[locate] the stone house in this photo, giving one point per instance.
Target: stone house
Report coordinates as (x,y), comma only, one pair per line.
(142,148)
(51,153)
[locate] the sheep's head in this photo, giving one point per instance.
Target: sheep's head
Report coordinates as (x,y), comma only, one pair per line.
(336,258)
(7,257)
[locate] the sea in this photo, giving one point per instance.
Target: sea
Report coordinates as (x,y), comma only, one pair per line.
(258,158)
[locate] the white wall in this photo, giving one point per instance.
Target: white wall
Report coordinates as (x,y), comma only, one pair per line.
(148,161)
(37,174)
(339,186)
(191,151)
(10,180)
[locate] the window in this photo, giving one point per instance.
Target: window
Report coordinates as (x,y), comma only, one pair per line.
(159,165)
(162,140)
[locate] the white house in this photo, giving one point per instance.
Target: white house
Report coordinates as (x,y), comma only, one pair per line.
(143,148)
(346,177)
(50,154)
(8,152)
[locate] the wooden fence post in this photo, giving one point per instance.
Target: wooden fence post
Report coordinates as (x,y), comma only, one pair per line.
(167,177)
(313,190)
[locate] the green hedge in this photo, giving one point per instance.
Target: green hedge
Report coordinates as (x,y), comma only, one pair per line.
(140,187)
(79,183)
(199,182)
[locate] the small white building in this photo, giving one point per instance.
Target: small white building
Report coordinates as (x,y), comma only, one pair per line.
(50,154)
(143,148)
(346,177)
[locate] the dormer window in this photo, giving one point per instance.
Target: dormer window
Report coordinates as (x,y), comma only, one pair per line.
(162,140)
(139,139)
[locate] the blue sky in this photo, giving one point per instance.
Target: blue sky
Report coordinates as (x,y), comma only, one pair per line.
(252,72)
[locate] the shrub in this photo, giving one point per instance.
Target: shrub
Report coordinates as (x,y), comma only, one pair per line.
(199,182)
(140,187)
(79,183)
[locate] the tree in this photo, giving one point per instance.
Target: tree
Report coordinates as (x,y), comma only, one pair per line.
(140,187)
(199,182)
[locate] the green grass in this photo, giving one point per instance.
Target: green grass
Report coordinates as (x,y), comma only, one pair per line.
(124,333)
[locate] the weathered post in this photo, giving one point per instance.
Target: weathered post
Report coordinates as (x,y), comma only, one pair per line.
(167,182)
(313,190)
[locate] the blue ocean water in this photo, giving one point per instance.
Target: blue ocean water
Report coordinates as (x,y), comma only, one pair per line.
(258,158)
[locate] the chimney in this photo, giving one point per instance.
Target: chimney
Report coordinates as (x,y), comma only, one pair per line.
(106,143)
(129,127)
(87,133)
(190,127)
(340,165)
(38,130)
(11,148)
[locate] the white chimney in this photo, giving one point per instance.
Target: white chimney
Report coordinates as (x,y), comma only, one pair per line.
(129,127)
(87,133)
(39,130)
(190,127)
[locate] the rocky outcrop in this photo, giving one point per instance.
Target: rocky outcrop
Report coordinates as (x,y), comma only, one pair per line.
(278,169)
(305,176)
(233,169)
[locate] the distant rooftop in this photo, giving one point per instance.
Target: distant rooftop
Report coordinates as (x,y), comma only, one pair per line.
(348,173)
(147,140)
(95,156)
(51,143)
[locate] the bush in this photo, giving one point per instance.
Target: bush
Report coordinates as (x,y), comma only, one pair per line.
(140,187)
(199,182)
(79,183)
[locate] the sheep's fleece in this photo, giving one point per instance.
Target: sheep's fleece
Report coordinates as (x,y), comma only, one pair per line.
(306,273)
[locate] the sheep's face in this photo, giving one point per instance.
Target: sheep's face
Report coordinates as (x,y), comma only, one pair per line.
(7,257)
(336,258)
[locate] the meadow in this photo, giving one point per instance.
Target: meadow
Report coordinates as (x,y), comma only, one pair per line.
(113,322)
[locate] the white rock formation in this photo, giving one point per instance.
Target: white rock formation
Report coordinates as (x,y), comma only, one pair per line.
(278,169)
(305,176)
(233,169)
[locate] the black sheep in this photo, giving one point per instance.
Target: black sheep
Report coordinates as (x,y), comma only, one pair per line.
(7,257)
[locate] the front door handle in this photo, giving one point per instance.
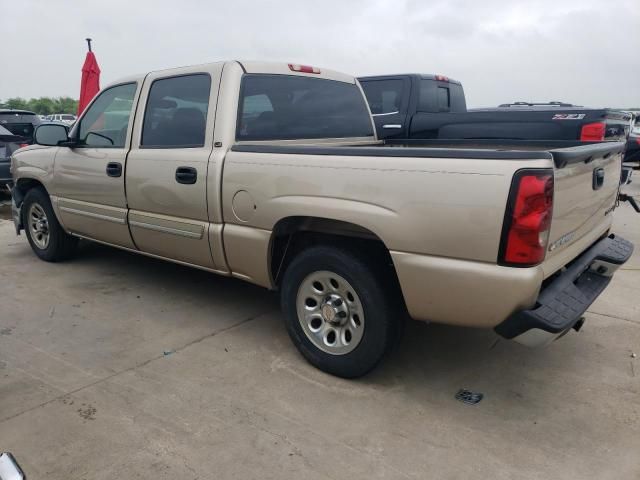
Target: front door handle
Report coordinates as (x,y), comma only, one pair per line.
(598,178)
(114,169)
(186,175)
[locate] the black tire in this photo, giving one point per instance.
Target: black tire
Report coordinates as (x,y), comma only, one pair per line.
(61,245)
(383,315)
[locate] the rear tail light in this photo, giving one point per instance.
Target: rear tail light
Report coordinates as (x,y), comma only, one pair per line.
(527,221)
(303,68)
(593,132)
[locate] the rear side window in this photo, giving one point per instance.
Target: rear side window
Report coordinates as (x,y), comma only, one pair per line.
(176,113)
(282,107)
(443,99)
(435,97)
(384,96)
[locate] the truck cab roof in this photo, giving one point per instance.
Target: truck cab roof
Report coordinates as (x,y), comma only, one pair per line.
(421,76)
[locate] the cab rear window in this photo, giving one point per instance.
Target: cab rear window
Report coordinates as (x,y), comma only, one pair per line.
(283,107)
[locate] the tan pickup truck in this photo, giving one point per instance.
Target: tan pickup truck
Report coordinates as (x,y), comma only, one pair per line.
(272,173)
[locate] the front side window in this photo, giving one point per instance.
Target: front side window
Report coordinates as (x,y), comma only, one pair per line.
(176,113)
(384,96)
(287,107)
(107,119)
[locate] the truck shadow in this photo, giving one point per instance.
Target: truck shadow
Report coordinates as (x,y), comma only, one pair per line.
(430,363)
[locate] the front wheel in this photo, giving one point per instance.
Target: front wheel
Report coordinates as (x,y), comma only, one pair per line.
(47,238)
(340,312)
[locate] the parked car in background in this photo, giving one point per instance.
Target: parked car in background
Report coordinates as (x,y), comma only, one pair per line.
(66,118)
(20,122)
(9,143)
(632,152)
(417,106)
(272,173)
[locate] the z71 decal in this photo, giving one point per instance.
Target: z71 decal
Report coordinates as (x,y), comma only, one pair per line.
(569,116)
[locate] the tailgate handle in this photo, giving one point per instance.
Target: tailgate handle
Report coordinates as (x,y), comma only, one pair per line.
(598,178)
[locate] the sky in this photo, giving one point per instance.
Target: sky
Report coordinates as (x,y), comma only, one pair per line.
(585,52)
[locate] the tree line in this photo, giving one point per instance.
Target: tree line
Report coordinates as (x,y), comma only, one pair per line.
(43,105)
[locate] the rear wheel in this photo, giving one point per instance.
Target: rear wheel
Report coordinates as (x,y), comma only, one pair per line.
(46,236)
(340,311)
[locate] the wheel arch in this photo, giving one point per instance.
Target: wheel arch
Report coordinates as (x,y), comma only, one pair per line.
(292,234)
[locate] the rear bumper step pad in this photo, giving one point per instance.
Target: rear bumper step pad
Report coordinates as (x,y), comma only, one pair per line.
(562,302)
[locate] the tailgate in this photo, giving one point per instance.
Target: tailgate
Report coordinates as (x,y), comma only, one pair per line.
(586,183)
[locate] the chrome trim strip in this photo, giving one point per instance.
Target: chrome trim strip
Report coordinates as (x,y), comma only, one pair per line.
(99,216)
(383,114)
(173,231)
(152,255)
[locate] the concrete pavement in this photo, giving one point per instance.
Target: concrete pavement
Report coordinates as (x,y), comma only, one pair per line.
(114,365)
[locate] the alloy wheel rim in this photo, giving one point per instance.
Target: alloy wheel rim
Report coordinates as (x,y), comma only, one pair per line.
(330,312)
(38,226)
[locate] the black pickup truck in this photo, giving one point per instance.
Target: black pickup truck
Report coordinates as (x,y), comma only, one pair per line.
(416,106)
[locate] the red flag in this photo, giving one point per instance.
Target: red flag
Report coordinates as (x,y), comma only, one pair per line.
(90,83)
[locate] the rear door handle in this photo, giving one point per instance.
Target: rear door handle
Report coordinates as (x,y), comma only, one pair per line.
(186,175)
(114,169)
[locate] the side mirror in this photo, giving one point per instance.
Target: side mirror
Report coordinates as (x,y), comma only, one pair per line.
(51,134)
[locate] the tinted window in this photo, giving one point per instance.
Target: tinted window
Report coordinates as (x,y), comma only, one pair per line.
(443,99)
(176,113)
(22,129)
(279,107)
(105,123)
(384,96)
(436,98)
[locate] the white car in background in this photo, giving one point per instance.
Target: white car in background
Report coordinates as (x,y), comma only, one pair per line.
(66,118)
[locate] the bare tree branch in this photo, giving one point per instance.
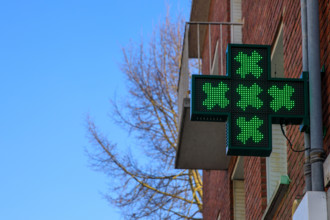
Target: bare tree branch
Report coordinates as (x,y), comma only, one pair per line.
(150,113)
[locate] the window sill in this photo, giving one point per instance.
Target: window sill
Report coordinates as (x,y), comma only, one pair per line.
(277,197)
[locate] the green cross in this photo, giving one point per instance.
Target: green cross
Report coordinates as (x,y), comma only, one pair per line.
(249,96)
(249,64)
(249,129)
(215,95)
(281,98)
(249,100)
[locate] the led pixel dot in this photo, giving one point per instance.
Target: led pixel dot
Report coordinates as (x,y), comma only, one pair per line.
(215,95)
(281,98)
(249,129)
(249,64)
(249,96)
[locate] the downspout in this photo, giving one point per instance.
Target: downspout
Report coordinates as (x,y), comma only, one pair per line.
(307,165)
(316,135)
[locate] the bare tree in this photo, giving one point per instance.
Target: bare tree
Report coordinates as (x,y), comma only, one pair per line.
(154,189)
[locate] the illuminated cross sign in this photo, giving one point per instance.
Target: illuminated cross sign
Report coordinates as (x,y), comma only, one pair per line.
(249,100)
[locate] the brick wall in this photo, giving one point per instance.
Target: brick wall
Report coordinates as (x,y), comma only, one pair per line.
(262,20)
(324,10)
(216,184)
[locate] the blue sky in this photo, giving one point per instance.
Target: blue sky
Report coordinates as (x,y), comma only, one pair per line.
(59,61)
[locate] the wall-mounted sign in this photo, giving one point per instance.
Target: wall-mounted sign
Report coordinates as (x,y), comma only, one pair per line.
(249,100)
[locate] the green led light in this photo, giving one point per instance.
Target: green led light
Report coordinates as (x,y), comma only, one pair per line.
(281,97)
(215,95)
(249,96)
(249,64)
(249,129)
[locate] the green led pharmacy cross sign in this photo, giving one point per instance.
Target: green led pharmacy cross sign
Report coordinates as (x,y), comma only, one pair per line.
(249,100)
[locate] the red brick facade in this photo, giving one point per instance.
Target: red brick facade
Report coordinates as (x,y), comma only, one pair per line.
(262,21)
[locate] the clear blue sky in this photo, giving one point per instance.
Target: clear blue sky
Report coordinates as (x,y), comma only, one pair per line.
(58,63)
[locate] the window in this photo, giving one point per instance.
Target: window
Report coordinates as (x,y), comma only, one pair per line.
(215,63)
(236,16)
(238,189)
(277,162)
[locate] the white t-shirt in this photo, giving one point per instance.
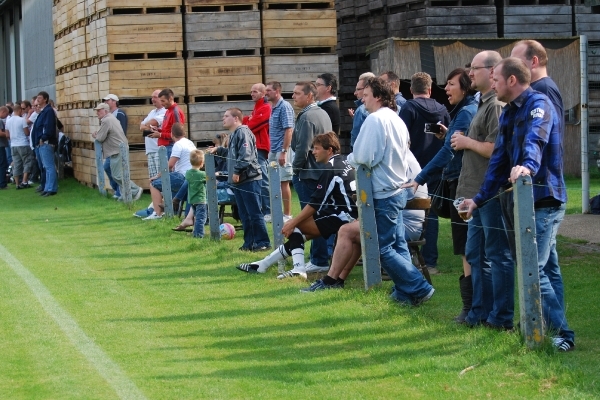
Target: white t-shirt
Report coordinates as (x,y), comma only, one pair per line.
(159,116)
(15,126)
(181,150)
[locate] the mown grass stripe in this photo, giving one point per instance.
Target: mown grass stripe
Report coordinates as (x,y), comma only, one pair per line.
(107,368)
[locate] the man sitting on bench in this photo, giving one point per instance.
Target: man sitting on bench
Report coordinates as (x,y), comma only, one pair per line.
(331,206)
(348,249)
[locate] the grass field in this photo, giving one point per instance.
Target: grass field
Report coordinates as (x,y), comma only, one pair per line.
(96,304)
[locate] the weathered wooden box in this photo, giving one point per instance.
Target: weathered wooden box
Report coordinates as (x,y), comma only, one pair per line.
(289,69)
(219,76)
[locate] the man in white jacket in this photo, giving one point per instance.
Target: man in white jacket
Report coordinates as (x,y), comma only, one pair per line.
(382,146)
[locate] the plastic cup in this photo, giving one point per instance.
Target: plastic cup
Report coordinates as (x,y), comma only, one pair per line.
(462,209)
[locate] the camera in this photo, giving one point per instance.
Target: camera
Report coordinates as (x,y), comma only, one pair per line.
(432,128)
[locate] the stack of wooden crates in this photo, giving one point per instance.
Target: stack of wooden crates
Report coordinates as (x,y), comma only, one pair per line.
(209,52)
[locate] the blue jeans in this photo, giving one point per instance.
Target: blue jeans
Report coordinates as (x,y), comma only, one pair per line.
(3,168)
(318,248)
(200,215)
(547,221)
(492,268)
(111,181)
(177,180)
(265,200)
(248,202)
(552,270)
(409,283)
(46,153)
(38,159)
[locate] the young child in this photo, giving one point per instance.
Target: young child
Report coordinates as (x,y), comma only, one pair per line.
(197,191)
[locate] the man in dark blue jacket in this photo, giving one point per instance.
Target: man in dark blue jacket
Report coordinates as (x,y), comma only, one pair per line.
(45,139)
(529,143)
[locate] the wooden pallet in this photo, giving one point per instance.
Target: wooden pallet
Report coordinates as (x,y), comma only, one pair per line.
(137,78)
(206,119)
(289,69)
(443,22)
(222,75)
(537,21)
(587,23)
(221,31)
(299,28)
(144,33)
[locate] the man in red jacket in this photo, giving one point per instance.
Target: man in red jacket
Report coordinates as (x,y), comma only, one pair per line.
(173,115)
(258,122)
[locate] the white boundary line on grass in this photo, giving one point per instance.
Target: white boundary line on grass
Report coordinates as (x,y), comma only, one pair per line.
(107,368)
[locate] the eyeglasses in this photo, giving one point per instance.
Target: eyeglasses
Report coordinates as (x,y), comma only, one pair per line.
(476,68)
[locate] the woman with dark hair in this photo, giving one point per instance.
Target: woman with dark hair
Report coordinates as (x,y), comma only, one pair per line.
(448,162)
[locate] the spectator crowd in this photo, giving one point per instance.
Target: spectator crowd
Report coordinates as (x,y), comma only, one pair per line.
(505,121)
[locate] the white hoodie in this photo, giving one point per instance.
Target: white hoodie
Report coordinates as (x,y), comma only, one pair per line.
(381,146)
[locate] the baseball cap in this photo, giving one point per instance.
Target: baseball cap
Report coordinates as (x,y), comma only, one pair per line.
(111,97)
(102,106)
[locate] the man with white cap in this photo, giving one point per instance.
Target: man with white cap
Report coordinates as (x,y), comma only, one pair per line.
(111,135)
(113,103)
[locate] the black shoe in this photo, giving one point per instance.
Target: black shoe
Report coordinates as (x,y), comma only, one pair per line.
(261,248)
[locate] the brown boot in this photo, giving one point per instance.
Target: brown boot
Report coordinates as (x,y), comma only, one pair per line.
(466,293)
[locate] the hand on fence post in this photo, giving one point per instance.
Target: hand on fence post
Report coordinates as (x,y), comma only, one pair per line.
(528,278)
(368,229)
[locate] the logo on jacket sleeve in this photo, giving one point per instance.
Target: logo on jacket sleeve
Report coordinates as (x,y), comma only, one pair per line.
(537,113)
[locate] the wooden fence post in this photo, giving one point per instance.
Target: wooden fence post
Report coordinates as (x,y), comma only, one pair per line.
(276,208)
(99,167)
(165,179)
(211,197)
(528,277)
(126,188)
(368,229)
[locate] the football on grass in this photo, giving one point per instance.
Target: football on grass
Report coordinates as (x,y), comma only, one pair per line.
(227,231)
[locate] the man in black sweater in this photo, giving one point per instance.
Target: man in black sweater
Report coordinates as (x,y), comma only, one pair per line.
(326,90)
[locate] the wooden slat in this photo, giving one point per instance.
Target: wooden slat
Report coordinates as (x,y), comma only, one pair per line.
(223,75)
(299,28)
(223,30)
(289,69)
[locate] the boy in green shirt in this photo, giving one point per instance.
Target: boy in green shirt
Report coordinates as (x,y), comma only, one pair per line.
(197,191)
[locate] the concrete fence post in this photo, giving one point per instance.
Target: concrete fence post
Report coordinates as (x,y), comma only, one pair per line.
(530,301)
(165,179)
(99,167)
(211,196)
(276,208)
(368,229)
(126,188)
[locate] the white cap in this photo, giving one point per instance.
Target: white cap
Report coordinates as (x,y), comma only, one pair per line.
(111,97)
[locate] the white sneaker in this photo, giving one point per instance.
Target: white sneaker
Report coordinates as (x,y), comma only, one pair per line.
(152,216)
(310,267)
(292,273)
(138,194)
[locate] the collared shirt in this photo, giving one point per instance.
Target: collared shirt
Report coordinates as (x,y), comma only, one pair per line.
(528,135)
(483,128)
(110,135)
(157,114)
(282,118)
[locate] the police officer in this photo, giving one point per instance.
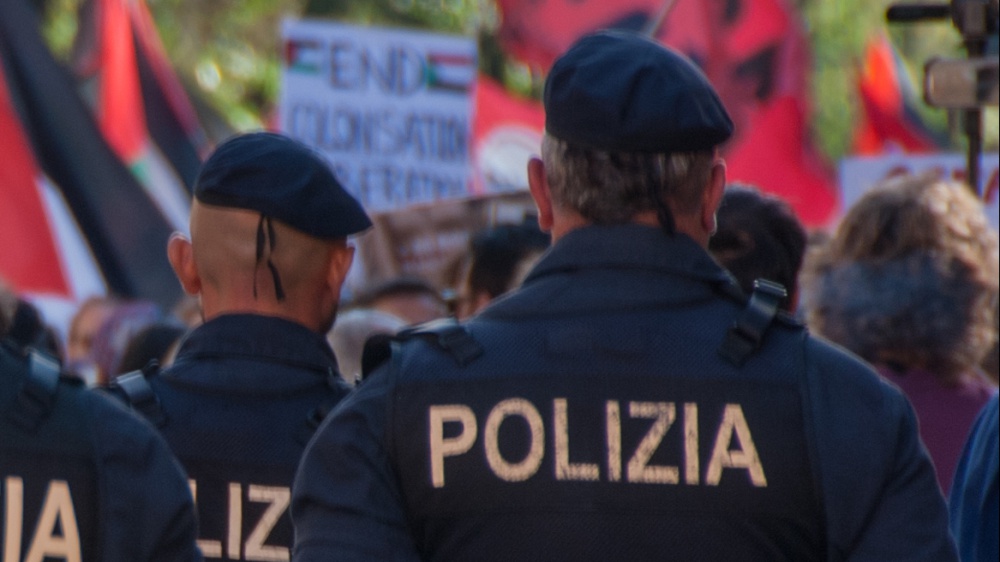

=-=-=

DIRECTIONS FOR THIS TASK:
How many lines in the material above contain the string "child"? Uppercase and lowercase letters count as different, and the reply should be only the number.

SOLUTION TO THIS PROBLEM:
2